Below are some entries. Copy each line that holds the string "jacket".

^^^^

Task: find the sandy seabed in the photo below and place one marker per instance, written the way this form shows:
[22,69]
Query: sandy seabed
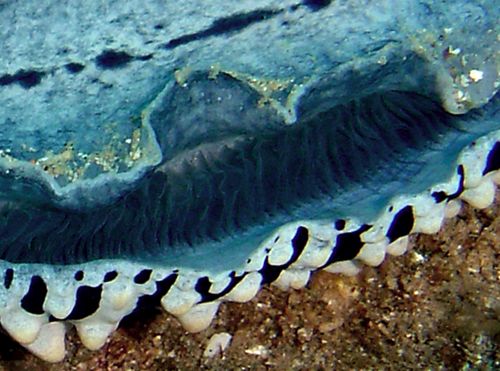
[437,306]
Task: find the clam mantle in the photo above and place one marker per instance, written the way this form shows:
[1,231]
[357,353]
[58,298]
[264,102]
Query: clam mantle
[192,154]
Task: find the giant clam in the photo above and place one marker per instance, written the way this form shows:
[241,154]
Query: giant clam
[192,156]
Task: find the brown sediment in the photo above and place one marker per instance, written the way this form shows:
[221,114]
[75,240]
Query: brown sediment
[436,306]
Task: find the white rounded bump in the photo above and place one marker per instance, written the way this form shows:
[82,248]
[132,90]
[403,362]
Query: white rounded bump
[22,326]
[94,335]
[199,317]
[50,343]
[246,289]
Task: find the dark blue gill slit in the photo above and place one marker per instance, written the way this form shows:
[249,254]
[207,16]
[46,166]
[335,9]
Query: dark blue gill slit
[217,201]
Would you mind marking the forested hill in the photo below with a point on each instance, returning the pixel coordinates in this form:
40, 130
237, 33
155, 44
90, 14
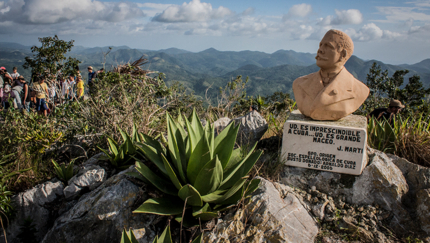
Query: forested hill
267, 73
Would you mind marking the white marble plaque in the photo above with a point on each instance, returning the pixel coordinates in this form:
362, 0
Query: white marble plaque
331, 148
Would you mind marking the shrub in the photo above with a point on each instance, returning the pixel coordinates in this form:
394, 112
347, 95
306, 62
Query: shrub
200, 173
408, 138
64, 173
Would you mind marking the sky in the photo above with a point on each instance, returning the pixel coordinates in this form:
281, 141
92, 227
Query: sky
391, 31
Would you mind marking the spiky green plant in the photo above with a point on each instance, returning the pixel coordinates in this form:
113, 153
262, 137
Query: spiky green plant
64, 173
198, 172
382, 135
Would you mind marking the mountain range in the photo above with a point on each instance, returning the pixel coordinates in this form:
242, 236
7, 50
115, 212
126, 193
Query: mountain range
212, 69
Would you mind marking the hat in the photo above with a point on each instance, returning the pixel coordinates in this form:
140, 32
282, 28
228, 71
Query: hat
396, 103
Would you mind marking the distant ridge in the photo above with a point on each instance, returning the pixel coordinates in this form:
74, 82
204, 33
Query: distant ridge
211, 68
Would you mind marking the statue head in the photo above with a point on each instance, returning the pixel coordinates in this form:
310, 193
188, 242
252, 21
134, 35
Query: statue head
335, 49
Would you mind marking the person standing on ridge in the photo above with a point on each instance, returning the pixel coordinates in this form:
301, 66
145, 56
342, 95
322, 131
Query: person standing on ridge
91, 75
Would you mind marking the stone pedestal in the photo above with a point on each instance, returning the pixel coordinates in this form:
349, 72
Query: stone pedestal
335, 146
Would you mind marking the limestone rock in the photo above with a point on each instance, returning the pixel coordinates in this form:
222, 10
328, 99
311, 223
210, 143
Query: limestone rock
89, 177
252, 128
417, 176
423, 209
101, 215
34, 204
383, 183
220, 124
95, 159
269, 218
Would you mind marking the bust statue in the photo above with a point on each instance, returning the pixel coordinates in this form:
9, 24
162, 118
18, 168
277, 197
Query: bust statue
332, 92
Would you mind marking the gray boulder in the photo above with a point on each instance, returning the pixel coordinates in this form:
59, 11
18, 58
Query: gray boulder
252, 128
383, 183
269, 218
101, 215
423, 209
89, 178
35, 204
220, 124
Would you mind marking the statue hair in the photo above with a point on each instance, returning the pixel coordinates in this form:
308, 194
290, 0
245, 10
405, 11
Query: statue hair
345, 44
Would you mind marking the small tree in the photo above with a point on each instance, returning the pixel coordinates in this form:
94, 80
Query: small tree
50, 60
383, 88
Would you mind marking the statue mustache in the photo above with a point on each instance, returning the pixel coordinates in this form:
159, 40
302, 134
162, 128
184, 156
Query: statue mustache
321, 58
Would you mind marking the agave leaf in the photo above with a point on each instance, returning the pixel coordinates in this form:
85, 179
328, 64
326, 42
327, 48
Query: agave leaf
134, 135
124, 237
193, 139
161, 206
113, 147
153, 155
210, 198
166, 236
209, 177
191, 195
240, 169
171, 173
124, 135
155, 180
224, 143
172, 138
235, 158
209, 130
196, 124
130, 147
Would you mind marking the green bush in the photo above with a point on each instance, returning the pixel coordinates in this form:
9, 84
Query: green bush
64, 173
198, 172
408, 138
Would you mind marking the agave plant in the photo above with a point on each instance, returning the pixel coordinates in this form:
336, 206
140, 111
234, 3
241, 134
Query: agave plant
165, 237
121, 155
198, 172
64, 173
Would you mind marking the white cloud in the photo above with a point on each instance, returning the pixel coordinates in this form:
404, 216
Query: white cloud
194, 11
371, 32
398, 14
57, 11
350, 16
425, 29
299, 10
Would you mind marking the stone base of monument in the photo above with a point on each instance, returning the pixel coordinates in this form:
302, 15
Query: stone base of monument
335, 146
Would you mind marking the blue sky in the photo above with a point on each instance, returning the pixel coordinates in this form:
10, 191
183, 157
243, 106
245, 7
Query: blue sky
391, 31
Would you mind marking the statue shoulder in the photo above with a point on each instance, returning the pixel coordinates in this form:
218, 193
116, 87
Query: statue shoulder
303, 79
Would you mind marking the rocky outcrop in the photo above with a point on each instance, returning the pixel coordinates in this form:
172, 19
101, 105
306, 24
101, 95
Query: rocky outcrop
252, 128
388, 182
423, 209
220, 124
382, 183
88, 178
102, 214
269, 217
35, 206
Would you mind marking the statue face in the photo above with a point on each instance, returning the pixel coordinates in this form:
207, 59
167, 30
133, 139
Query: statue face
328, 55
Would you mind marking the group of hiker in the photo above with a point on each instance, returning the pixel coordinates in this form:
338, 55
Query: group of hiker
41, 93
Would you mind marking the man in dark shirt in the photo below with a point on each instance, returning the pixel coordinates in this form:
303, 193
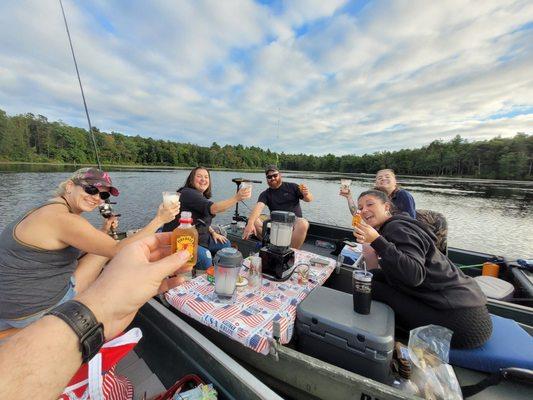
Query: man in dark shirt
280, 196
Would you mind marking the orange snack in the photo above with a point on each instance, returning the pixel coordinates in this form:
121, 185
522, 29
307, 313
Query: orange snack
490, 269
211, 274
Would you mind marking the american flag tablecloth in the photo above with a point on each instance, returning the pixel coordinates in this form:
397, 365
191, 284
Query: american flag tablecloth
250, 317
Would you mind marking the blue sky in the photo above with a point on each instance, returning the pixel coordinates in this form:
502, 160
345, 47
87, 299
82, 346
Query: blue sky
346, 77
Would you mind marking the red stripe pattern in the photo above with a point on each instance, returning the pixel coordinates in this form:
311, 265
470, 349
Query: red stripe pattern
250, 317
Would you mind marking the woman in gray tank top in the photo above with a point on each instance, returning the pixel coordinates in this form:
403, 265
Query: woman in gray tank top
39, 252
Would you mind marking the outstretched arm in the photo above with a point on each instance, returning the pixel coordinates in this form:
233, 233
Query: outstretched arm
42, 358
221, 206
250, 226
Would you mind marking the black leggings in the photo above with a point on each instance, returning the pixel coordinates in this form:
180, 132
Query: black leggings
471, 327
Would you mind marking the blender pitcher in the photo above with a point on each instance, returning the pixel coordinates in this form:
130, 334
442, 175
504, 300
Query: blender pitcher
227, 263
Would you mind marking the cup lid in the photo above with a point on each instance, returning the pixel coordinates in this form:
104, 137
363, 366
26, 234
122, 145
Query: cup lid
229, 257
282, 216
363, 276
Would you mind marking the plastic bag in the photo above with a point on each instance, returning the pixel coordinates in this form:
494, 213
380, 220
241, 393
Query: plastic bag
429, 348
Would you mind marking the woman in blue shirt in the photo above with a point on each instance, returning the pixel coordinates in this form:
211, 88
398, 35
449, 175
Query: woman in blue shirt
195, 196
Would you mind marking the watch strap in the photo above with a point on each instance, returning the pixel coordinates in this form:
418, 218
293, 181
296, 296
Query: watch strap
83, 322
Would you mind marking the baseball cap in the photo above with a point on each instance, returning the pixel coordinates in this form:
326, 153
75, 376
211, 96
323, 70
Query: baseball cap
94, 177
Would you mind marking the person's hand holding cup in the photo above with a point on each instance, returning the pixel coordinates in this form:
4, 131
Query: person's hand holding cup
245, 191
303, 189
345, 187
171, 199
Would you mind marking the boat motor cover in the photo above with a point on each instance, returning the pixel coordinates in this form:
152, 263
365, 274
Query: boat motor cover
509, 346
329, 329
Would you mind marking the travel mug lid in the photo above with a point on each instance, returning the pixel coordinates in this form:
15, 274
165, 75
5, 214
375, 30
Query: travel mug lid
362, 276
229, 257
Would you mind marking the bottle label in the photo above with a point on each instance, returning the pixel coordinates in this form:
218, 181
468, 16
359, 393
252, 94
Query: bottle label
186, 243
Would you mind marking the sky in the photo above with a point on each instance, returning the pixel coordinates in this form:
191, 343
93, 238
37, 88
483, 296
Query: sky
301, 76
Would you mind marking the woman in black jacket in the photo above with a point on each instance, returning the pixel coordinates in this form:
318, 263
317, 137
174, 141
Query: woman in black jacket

^^^^

▶ **ANSWER TO THIS EXERCISE**:
Would you mind marking the woman in black jacket in the photo above with a point on each instance, returning the pixel coordinates in this form:
Query: woman in black jacket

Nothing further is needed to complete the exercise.